» Exercise prompt:
Copy verbatim the part of the data that opens with the line containing "Given the photograph below, point out the metal" and closes with the line containing "Target: metal wall decor", including both of those lines.

» Given records:
•••

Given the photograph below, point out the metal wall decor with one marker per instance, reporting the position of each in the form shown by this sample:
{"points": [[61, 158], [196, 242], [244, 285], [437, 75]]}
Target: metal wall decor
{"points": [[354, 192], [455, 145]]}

•••

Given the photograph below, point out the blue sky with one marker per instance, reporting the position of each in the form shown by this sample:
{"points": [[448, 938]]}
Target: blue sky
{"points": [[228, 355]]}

•••

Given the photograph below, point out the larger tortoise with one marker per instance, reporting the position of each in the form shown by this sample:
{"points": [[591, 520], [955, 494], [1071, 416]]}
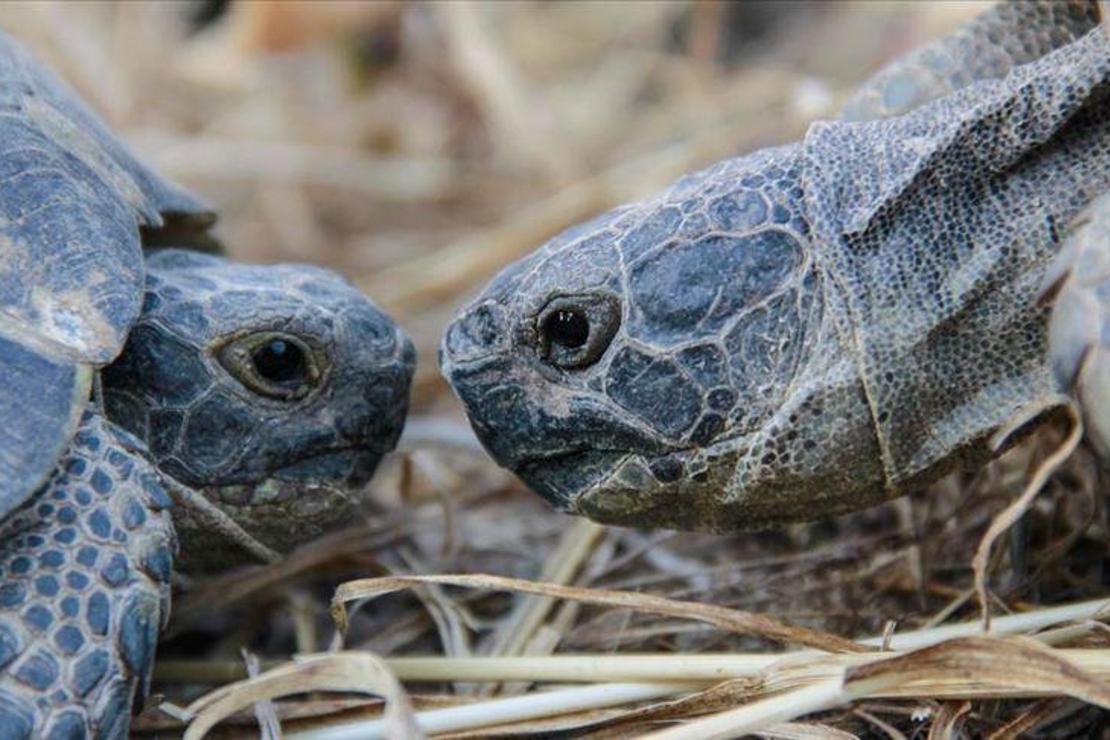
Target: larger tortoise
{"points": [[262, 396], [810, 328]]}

•••

» Problem solution:
Given the photograph below, point out the metal wall decor with one marker per instance, reporting the position of each in the form shown by this sample:
{"points": [[61, 158], [196, 242], [244, 285], [437, 75]]}
Target: metal wall decor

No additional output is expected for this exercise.